Tasks to carry out
[a] In the passage on Ozymandias and the Sphinx, write out the part between "Nothing beside remains." and "over 60 years.", inclusive, replacing "painting" with "canvas".
[b] According to the passage on Ozymandias and the Sphinx, in what year was The Questioner of the Sphinx painted?
[c] List every feature of the shattered visage's face that the poem in the passage on Ozymandias and the Sphinx names.

Excerpt to read
★ ★ ★

I met a traveller from an antique land,
Who said—“Two vast and trunkless legs of stone
Stand in the desert. . . . Near them, on the sand,
Half sunk a shattered visage lies, whose frown,
And wrinkled lip, and sneer of cold command,
Tell that its sculptor well those passions read
Which yet survive, stamped on these lifeless things,
The hand that mocked them, and the heart that fed;
And on the pedestal, these words appear:
My name is Ozymandias, King of Kings;
Look on my Works, ye Mighty, and despair!
Nothing beside remains. Round the decay
Of that colossal Wreck, boundless and bare
The lone and level sands stretch far away.
–Ozymandias, PB Shelley
*******************

If you have ever been to the Museum of Fine Arts in Boston, you have no doubt seen the painting above. I’ve only been there once and the image of this painting and its strong presence in the space really sticks in my mind. It was painted in 1863 by artist Elihu Vedder, an American expatriate who lived and worked in Italy for over 60 years.

Its title is The Questioner of the Sphinx and it shows a man listening intently at the lips of the ancient monument with the hope, no doubt, of hearing some eternal truth. The skull in the sand makes clear that the Sphinx will not easily relinquish its secrets. The kneeling listener is said to represent man’s futile desire to find immortality.

With the still sand covered Sphinx and the scattered toppled columns, the painting presents us with echoes from ancient history of once mighty empires that are long fallen and forgotten. It is reminiscent of Shelley’s great poem, Ozymandias, shown above, that speaks to the hubris and folly of those who think they can lord over this world.

★ ★ ★

Provided material

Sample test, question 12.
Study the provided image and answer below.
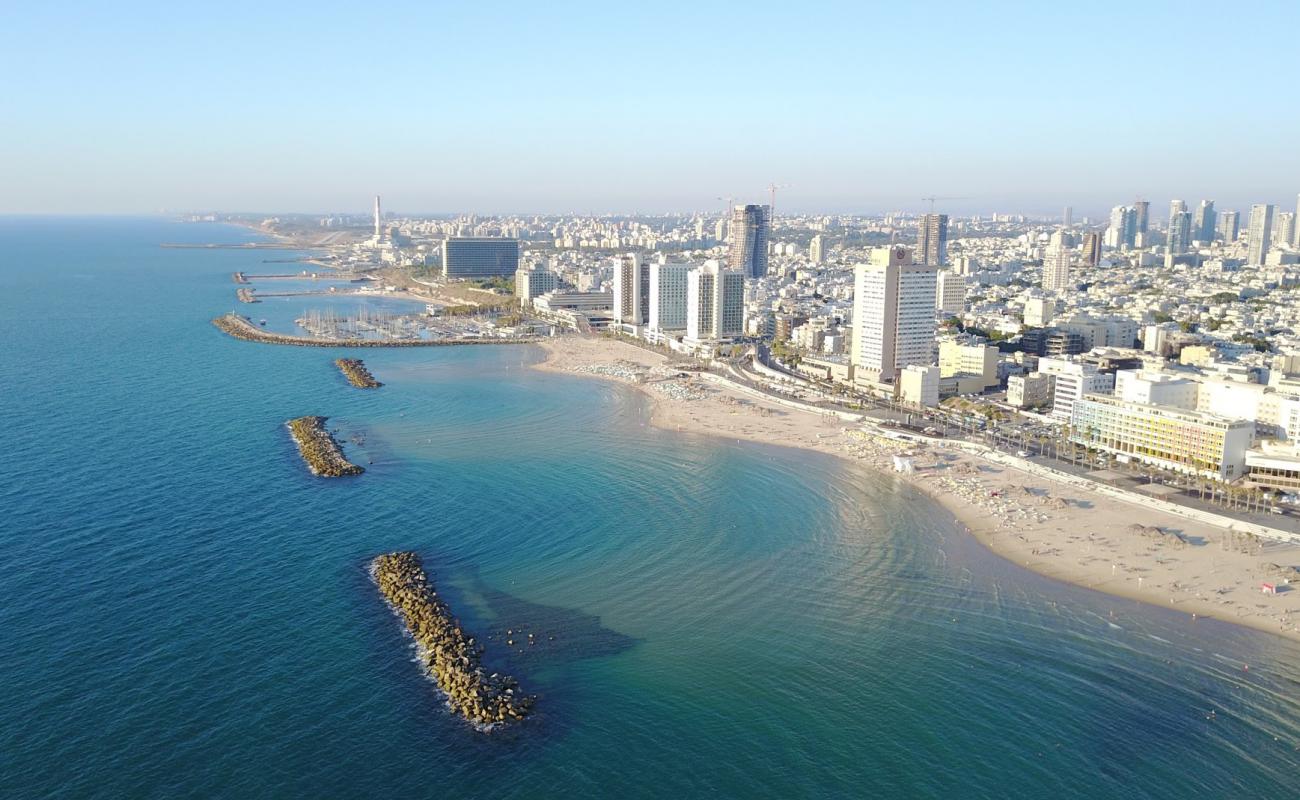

★ ★ ★

Task answers
[a]
Nothing beside remains. Round the decay
Of that colossal Wreck, boundless and bare
The lone and level sands stretch far away.
–Ozymandias, PB Shelley
*******************

If you have ever been to the Museum of Fine Arts in Boston, you have no doubt seen the canvas above. I’ve only been there once and the image of this canvas and its strong presence in the space really sticks in my mind. It was painted in 1863 by artist Elihu Vedder, an American expatriate who lived and worked in Italy for over 60 years.

[b] 1863

[c]
- frown
- wrinkled lip
- sneer of cold command